→ SUPPLIED ENTRIES
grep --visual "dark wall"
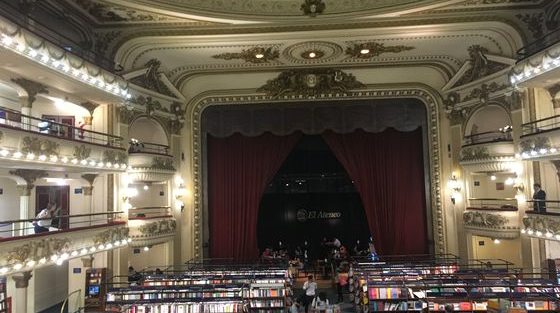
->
[257,192,370,254]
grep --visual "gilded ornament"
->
[257,69,365,98]
[454,45,509,87]
[301,0,326,17]
[346,41,414,59]
[212,47,280,63]
[72,145,91,160]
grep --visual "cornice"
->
[111,14,526,56]
[173,60,453,90]
[187,84,447,258]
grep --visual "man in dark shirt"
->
[533,184,546,213]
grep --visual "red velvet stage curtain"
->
[323,128,428,255]
[208,133,301,260]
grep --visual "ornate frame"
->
[185,84,447,259]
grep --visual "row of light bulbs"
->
[0,149,128,170]
[516,147,558,159]
[510,56,560,84]
[0,238,132,275]
[0,34,132,99]
[521,228,560,240]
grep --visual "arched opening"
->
[465,104,511,136]
[257,135,370,259]
[129,117,169,146]
[202,99,431,259]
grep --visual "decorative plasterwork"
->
[0,223,130,275]
[130,59,175,97]
[463,210,519,239]
[521,214,560,241]
[12,78,49,107]
[188,86,447,258]
[0,18,130,99]
[301,0,326,17]
[516,12,544,39]
[72,145,91,160]
[282,40,343,64]
[150,157,175,171]
[346,41,414,59]
[212,47,280,63]
[20,137,60,157]
[10,169,49,190]
[455,45,509,87]
[74,0,184,23]
[129,218,177,247]
[257,69,365,98]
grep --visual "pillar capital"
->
[82,186,93,196]
[81,255,95,267]
[17,185,33,197]
[12,271,33,288]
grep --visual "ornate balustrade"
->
[463,198,519,239]
[0,222,130,275]
[128,206,177,247]
[459,132,515,172]
[128,141,175,182]
[0,107,128,171]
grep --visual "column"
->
[16,185,33,236]
[12,272,33,313]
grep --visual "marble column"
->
[16,185,33,236]
[12,272,33,313]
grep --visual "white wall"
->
[29,262,68,312]
[130,183,168,207]
[469,173,515,198]
[128,117,169,146]
[472,236,523,267]
[129,243,170,271]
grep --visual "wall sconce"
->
[448,175,461,204]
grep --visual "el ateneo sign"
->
[296,209,342,222]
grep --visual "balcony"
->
[128,140,175,182]
[519,115,560,160]
[128,206,177,247]
[463,198,519,239]
[459,131,515,172]
[521,200,560,241]
[0,212,130,275]
[0,108,128,172]
[510,29,560,88]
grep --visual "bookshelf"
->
[106,269,290,313]
[353,265,560,312]
[84,268,107,311]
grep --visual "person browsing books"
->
[303,275,317,313]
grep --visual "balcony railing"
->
[0,1,122,73]
[527,200,560,216]
[0,107,122,148]
[128,140,170,156]
[463,131,513,147]
[0,211,123,239]
[128,206,173,220]
[517,28,560,62]
[521,115,560,136]
[467,198,517,212]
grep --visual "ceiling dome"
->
[119,0,457,20]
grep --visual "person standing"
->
[33,202,55,234]
[533,184,546,213]
[303,275,317,313]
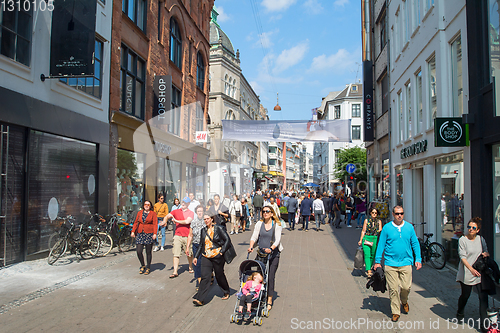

→ TASK REQUIREMENTS
Please revise all the entries above by replacing "person" with "visitor" everywhere it appears, and keep everything else the same. Omit the pictures from your version.

→ SOLUTION FOR THIS PROBLEM
grep --visual "dark wall"
->
[257,192,370,254]
grep --visual "gilded ornament"
->
[257,69,365,98]
[454,45,509,87]
[301,0,326,17]
[346,41,414,59]
[212,47,280,63]
[72,145,91,160]
grep --visual "cornice"
->
[111,14,526,56]
[173,60,453,90]
[187,84,447,258]
grep --visual "man in dark shirt"
->
[533,184,546,213]
grep --visual "red velvet stage curtain"
->
[323,128,428,255]
[208,133,301,260]
grep --visual "ornate frame"
->
[185,84,447,259]
grep --visual "row of light bulbs"
->
[0,149,128,170]
[516,147,558,159]
[510,56,560,84]
[0,238,132,275]
[0,34,132,99]
[521,228,560,240]
grep --visual "arched opening"
->
[465,104,511,136]
[257,135,370,259]
[129,117,169,146]
[202,99,431,259]
grep --visual "decorative plasterwork"
->
[0,223,130,275]
[130,59,175,97]
[463,210,519,239]
[521,214,560,241]
[12,78,49,107]
[188,86,447,258]
[0,18,130,99]
[301,0,326,17]
[516,12,544,39]
[72,145,91,160]
[282,40,343,64]
[150,157,175,171]
[346,41,414,59]
[212,47,280,63]
[20,137,60,157]
[10,169,49,190]
[455,45,509,87]
[74,0,184,23]
[129,218,177,247]
[257,69,365,98]
grep --visual "pillar capital"
->
[82,186,93,196]
[81,255,95,267]
[17,185,33,197]
[12,271,33,288]
grep --visual "ornate balustrade"
->
[463,198,519,239]
[0,222,130,275]
[128,206,177,247]
[459,132,515,172]
[128,141,175,182]
[0,107,128,171]
grep --visual "column"
->
[16,185,33,236]
[12,272,33,313]
grep --visual "marble column"
->
[16,185,33,236]
[12,272,33,313]
grep --visual "white wall"
->
[29,262,68,312]
[130,183,168,207]
[469,173,515,198]
[128,117,169,146]
[472,236,523,267]
[129,243,170,271]
grep --visual "wall sconce"
->
[448,175,461,204]
grep --visual "el ateneo sign"
->
[296,209,342,222]
grep --visual "balcony"
->
[128,140,175,182]
[519,115,560,160]
[128,206,177,247]
[463,198,519,239]
[459,131,515,172]
[521,200,560,241]
[0,212,130,275]
[0,108,128,172]
[510,29,560,88]
grep --visual "bookshelf"
->
[106,269,290,313]
[353,265,560,312]
[84,268,107,311]
grep --visual "visitor browsing books"
->
[303,275,317,313]
grep --visual "balcony railing"
->
[0,1,122,73]
[527,200,560,216]
[0,107,122,148]
[128,140,170,156]
[463,131,513,147]
[0,211,123,239]
[128,206,173,220]
[517,28,560,62]
[521,115,560,136]
[467,198,517,212]
grep --visual "ceiling dome"
->
[119,0,457,20]
grep --visual "visitor standing"
->
[33,202,55,234]
[533,184,546,213]
[303,275,317,313]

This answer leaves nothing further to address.